[Start of PROVIDED RECORDS]

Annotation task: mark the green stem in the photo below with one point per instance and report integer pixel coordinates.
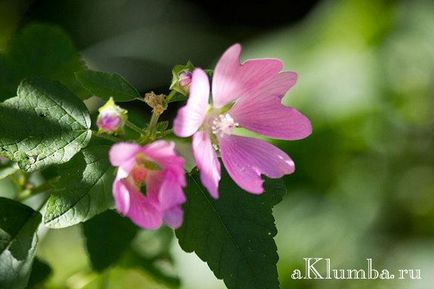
(106, 136)
(134, 127)
(153, 125)
(170, 96)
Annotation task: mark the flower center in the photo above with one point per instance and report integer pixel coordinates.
(142, 170)
(223, 124)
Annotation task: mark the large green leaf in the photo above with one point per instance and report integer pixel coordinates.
(18, 226)
(84, 189)
(108, 235)
(106, 85)
(45, 51)
(45, 124)
(233, 234)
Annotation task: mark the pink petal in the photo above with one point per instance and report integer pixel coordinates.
(173, 217)
(171, 193)
(164, 154)
(247, 158)
(191, 116)
(121, 196)
(142, 211)
(232, 80)
(263, 112)
(207, 162)
(123, 155)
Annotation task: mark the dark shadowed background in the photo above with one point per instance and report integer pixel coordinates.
(364, 184)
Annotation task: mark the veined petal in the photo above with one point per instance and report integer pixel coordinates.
(173, 217)
(121, 196)
(207, 162)
(142, 211)
(247, 158)
(262, 111)
(171, 193)
(123, 155)
(232, 80)
(191, 116)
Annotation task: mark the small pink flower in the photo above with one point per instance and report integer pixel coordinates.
(249, 96)
(185, 79)
(149, 182)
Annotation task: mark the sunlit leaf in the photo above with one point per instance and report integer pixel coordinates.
(45, 124)
(233, 234)
(84, 189)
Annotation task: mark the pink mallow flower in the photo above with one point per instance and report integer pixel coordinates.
(148, 185)
(249, 96)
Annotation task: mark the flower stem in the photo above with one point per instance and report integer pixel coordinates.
(134, 127)
(170, 95)
(153, 124)
(106, 136)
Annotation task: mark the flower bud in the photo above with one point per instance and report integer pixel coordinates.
(181, 78)
(111, 118)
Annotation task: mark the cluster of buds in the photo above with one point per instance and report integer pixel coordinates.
(111, 118)
(181, 78)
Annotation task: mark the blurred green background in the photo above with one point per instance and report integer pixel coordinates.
(364, 184)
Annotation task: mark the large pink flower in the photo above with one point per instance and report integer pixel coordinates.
(149, 182)
(247, 95)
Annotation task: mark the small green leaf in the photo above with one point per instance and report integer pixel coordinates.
(233, 234)
(106, 85)
(40, 272)
(108, 235)
(18, 226)
(83, 190)
(44, 125)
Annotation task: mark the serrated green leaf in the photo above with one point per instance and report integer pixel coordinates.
(108, 235)
(83, 190)
(8, 169)
(18, 226)
(46, 51)
(233, 234)
(106, 85)
(45, 124)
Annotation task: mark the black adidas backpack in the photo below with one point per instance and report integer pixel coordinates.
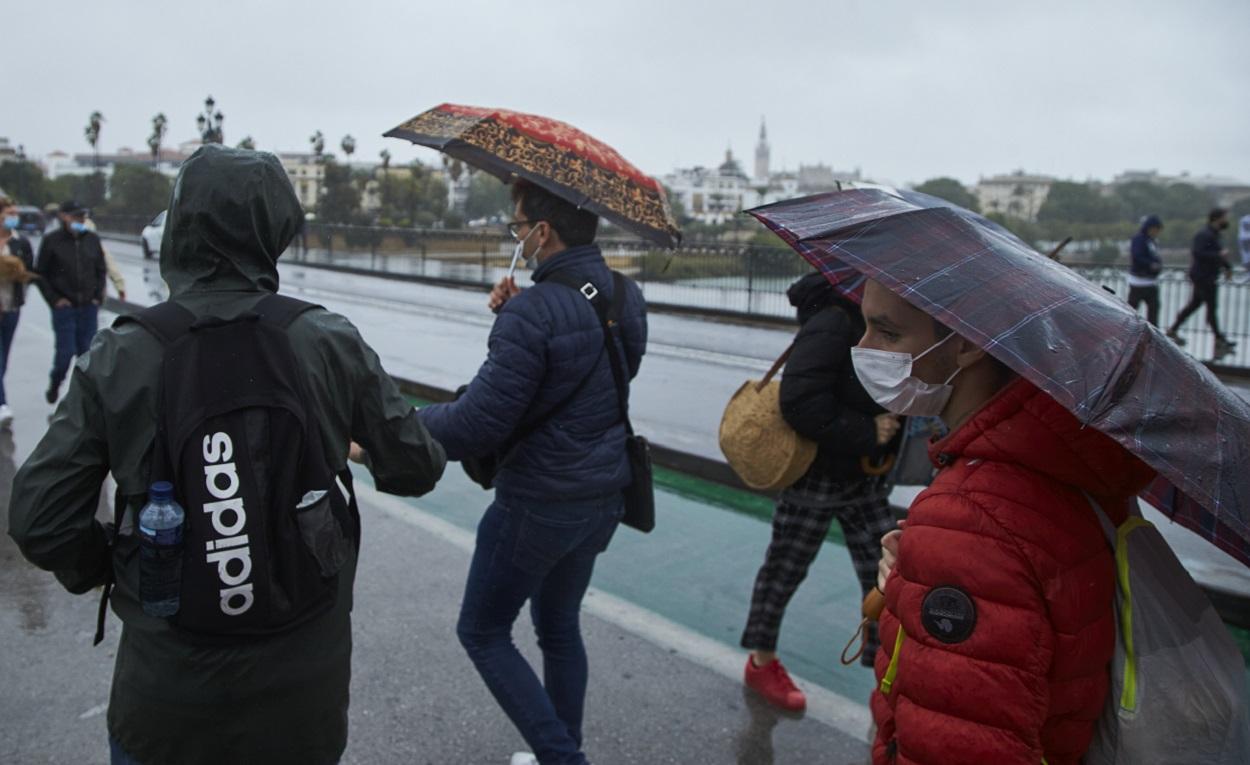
(268, 521)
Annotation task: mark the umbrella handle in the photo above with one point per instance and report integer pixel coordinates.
(876, 469)
(1059, 248)
(775, 369)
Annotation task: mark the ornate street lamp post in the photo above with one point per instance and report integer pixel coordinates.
(210, 123)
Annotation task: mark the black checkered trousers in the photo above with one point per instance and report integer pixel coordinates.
(799, 526)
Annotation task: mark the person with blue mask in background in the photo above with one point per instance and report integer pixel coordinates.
(15, 264)
(73, 270)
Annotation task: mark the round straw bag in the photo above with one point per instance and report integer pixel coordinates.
(760, 446)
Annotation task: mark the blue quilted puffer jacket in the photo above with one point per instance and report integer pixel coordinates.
(545, 341)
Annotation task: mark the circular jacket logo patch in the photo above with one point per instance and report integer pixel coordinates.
(948, 614)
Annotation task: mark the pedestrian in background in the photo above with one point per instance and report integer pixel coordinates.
(13, 289)
(1145, 266)
(824, 401)
(1209, 258)
(71, 270)
(119, 281)
(1244, 240)
(559, 488)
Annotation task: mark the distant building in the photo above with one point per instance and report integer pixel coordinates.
(1018, 194)
(715, 195)
(168, 163)
(306, 175)
(761, 155)
(1226, 191)
(711, 195)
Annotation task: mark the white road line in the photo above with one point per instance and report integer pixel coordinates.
(824, 705)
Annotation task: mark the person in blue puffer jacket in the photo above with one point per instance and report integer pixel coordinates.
(558, 491)
(1145, 266)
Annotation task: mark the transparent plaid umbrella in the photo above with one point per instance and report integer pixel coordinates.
(1074, 340)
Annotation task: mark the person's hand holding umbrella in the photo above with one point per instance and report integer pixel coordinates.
(504, 290)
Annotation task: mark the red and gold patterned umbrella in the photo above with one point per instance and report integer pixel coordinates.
(550, 154)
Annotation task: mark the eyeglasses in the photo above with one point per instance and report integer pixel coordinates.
(514, 226)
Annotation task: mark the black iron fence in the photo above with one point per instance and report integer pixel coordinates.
(703, 276)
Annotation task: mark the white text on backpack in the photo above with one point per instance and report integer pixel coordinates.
(229, 519)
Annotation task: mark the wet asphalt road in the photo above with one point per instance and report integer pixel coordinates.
(415, 695)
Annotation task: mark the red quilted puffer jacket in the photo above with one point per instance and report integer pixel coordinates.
(1004, 593)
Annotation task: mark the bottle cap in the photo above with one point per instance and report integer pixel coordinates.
(161, 490)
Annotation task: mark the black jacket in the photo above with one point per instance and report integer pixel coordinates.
(1208, 254)
(71, 268)
(20, 248)
(821, 398)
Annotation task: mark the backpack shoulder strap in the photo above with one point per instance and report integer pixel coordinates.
(166, 321)
(280, 310)
(609, 314)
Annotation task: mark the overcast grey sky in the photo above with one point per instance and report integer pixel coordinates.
(904, 90)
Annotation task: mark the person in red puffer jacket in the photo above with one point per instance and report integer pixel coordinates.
(999, 624)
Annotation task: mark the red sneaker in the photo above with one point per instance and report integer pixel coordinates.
(775, 685)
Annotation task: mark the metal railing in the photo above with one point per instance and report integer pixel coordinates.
(703, 276)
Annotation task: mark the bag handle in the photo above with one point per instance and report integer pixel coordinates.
(776, 368)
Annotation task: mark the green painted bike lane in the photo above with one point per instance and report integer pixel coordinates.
(698, 569)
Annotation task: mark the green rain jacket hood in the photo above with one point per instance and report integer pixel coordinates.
(230, 216)
(278, 700)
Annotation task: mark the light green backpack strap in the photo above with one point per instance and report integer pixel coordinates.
(1119, 539)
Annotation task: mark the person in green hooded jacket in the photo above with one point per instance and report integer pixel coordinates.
(278, 700)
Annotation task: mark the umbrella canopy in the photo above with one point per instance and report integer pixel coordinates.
(553, 155)
(1068, 336)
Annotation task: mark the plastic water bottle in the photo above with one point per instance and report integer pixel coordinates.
(160, 551)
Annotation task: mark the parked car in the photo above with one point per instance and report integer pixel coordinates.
(149, 239)
(31, 220)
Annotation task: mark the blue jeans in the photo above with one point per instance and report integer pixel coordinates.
(8, 326)
(544, 554)
(74, 329)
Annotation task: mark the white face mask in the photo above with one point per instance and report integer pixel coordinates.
(886, 376)
(518, 251)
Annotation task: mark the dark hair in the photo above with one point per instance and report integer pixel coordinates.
(574, 225)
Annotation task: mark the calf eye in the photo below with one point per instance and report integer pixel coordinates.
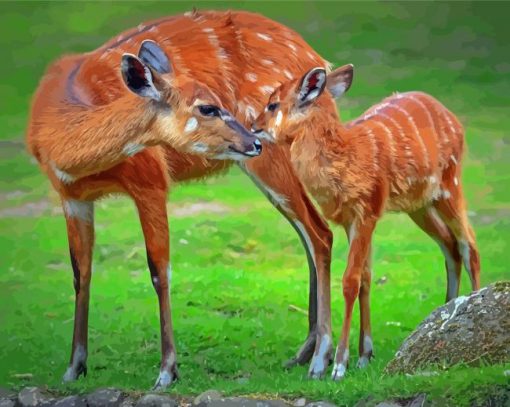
(209, 110)
(272, 106)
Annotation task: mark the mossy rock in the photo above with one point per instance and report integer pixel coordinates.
(469, 329)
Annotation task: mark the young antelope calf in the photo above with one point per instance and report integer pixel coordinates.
(404, 154)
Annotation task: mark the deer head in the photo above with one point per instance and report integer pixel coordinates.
(297, 102)
(187, 114)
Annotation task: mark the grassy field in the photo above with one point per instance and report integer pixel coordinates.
(238, 265)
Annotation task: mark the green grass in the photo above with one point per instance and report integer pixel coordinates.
(236, 273)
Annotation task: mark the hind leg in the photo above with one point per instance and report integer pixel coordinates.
(452, 210)
(430, 222)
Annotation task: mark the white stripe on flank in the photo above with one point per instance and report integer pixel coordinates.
(375, 149)
(252, 77)
(265, 37)
(391, 144)
(429, 116)
(417, 133)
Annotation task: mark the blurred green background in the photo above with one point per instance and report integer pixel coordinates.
(238, 265)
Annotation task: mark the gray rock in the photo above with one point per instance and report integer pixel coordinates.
(105, 397)
(33, 396)
(465, 330)
(7, 403)
(206, 397)
(71, 401)
(7, 393)
(156, 400)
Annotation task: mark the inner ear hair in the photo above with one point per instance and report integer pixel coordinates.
(138, 77)
(340, 80)
(153, 55)
(311, 86)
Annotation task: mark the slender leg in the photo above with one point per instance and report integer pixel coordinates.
(80, 231)
(452, 211)
(285, 191)
(151, 206)
(430, 222)
(359, 251)
(366, 347)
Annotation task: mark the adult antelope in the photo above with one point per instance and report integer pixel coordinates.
(403, 154)
(93, 137)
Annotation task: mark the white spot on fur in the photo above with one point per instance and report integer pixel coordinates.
(199, 148)
(130, 149)
(62, 175)
(288, 74)
(265, 37)
(279, 118)
(83, 210)
(250, 112)
(191, 125)
(252, 77)
(266, 90)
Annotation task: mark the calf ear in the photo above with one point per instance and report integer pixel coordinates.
(311, 86)
(339, 81)
(138, 77)
(153, 55)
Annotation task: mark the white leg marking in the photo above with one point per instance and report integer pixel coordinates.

[End of PROVIDED RECORDS]

→ **DIRECTIONS**
Print nothing but the lines from the line with "Annotation task: mark the hind" to the last line of the records above. Both of those lines count.

→ **REPLY**
Annotation task: mark the hind leg in the photo above with one point per instance and report integer pixel coordinates.
(452, 210)
(430, 222)
Annotation task: mark the white stripe on flank in the photo above with one point per instance and report integer pixel coordinates.
(375, 149)
(252, 77)
(265, 37)
(391, 144)
(429, 116)
(417, 133)
Annotation task: mark the blurred green background in the photo above with one point per instance and report integer pixel coordinates.
(238, 265)
Annotation task: mark the gray rock in the photo above with one point per instance and report integer pixel coordinates.
(105, 397)
(33, 396)
(465, 330)
(7, 403)
(206, 397)
(71, 401)
(7, 393)
(156, 400)
Annotation task: mark the inner ear hair in the photo above with one point per instance and report integer pixel coordinates.
(138, 77)
(340, 80)
(153, 55)
(311, 86)
Annotation task: mark the slender leg in the photo above with one point per instance and report integer pixel coordinates.
(80, 231)
(452, 211)
(285, 191)
(151, 206)
(430, 222)
(359, 251)
(366, 347)
Annotation task: mark the adult antelope in the photo above with one point per instance and report integer pixel coordinates.
(403, 154)
(93, 137)
Annotation task: mark the white spot on fur in the photo above with one point per instance and report integer pixel coordinates.
(199, 148)
(130, 149)
(62, 175)
(288, 74)
(265, 37)
(279, 118)
(83, 210)
(250, 112)
(191, 125)
(252, 77)
(266, 90)
Annotation task: mark the calf ear in the photo above with one point per instance and report integer pixel coordinates.
(311, 86)
(339, 81)
(138, 77)
(153, 55)
Annotation task: mark the white leg marking in the photo above with one point per instance and report integer pixel coordinates.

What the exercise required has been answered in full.